---------- Exercise inputs ----------
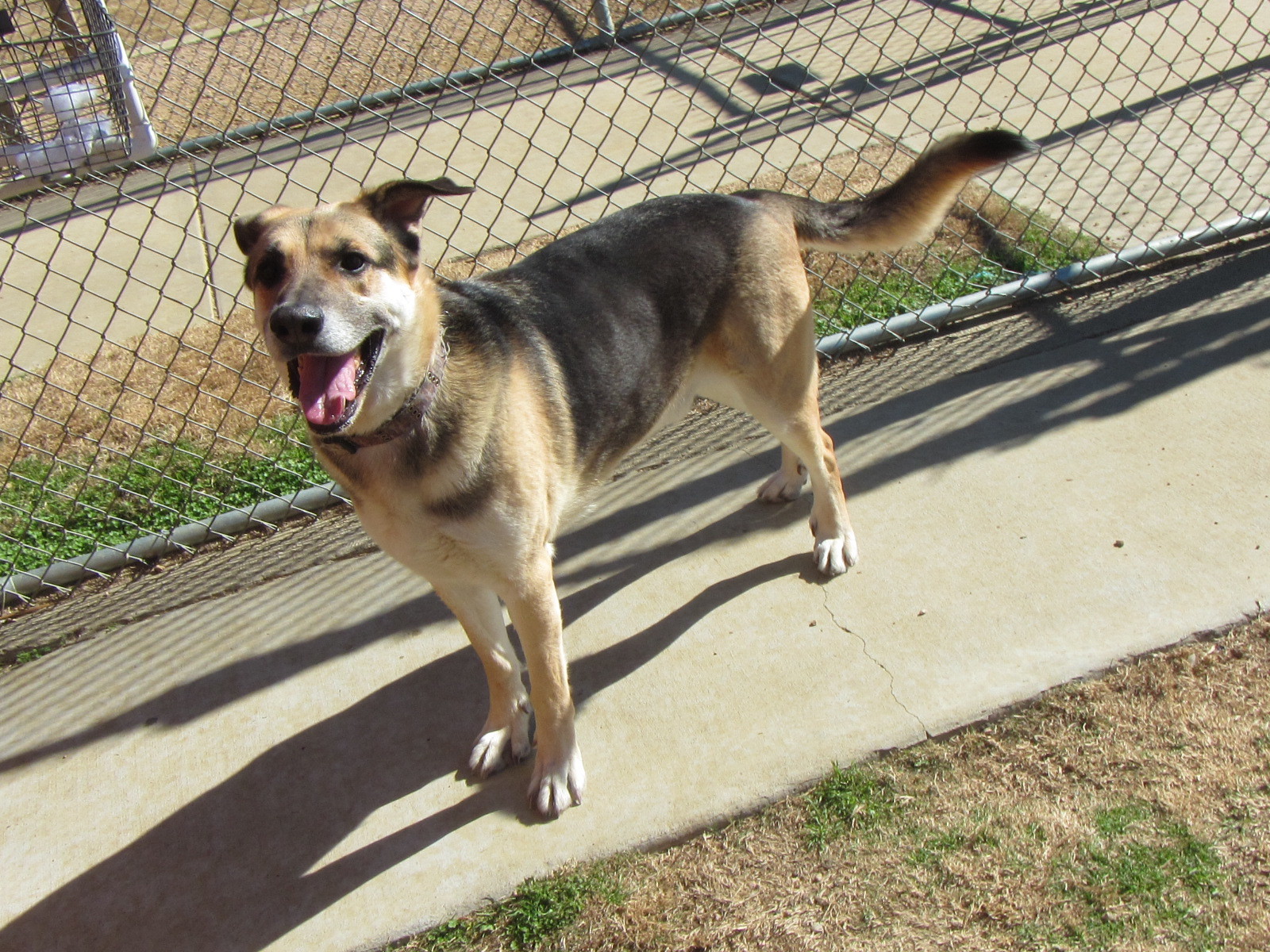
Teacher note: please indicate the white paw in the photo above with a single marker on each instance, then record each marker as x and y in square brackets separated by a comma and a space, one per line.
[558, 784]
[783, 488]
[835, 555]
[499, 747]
----------
---------- Exercise inputs ----------
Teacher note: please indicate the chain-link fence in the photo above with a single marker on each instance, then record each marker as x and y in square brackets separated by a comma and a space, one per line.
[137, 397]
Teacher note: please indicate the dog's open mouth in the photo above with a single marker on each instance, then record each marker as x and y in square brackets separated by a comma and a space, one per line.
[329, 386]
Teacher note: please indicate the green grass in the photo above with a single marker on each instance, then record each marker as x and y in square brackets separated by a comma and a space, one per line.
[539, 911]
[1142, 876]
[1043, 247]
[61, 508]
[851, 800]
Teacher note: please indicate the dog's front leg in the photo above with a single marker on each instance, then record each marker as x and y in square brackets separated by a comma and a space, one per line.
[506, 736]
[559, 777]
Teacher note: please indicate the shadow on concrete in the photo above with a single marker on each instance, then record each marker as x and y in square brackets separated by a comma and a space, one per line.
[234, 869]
----------
How many lines of the material above contain the word "white"? Reply with the number alone.

Solution for this exercise: 1